PROVIDED RECORDS →

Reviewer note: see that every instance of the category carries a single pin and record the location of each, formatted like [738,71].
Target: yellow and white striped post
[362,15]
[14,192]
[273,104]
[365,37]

EXERCISE OBJECTIVE →
What is needed is an exact copy of every entry above.

EXERCISE RESPONSE →
Reviewer note: see that every instance of the category carries a single pin and record the location of each, formatted like [738,71].
Target: yellow and white striped post
[362,15]
[14,192]
[273,104]
[365,37]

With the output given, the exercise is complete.